(PASSAGE FOR REVIEW begins)
The Uyghurs

Photographer: Bloomberg

In its far western region of Xinjiang, China says it’s fighting separatism and religious extremism among Uyghurs, a Muslim ethnic group. To some outsiders, it’s building a 21st-century gulag, combining police-state repression backed by high-tech facial-recognition systems with old-fashioned internment camps and re-education techniques culled from the Cultural Revolution. A United Nations assessment said anywhere from tens of thousands to “upwards of 1 million” Uyghurs have been detained. As the scale of the crackdown has become clearer, the international outcry has grown, with the U.S. accusing China of committing genocide.

The number and size of the camps has expanded rapidly since 2016 — one analysis based on satellite imagery puts the tally at about 380. Chinese authorities call them “voluntary education centers” to purge “ideological diseases.” Foreign news outlets and human rights groups have reported physical and psychological abuse on a massive scale, with Uyghur citizens in the camps forced to disavow their Islamic beliefs, praise the Communist Party and endure solitary confinement. Documents obtained by the International Consortium of Investigative Journalists revealed instructions from top officials on how the camps should be run as high-security prisons, with strict discipline, punishments and no escapes. While China says it’s been closing camps as people “graduate,” rights groups say those who are released face continued oppression while others have been charged and moved to higher-security facilities. The Uyghur population is under intense surveillance, with residents having to submit to facial scans when entering markets or fuel stations. Officials have banned “abnormal beards,” religious names for children and observing the traditional day-time fast during the Muslim holy month of Ramadan. The analysis using satellite imagery estimated that 35% of mosques have been demolished and a further 30% damaged in some way. Xinjiang lies at the heart of the Belt and Road Initiative, President Xi Jinping’s flagship project to boost trade between east and west, and the government is spending vast sums building up cities and transport links along it.
(PASSAGE FOR REVIEW ends)
(DATASET CONTENT begins)
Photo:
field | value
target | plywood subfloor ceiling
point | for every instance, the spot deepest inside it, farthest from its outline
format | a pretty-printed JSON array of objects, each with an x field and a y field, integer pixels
(DATASET CONTENT ends)
Reproduce the portion of the passage on the Uyghurs that begins with the words containing "In its far western" and ends with "of committing genocide.". The data bear no relation to the passage on the Uyghurs.

In its far western region of Xinjiang, China says it’s fighting separatism and religious extremism among Uyghurs, a Muslim ethnic group. To some outsiders, it’s building a 21st-century gulag, combining police-state repression backed by high-tech facial-recognition systems with old-fashioned internment camps and re-education techniques culled from the Cultural Revolution. A United Nations assessment said anywhere from tens of thousands to “upwards of 1 million” Uyghurs have been detained. As the scale of the crackdown has become clearer, the international outcry has grown, with the U.S. accusing China of committing genocide.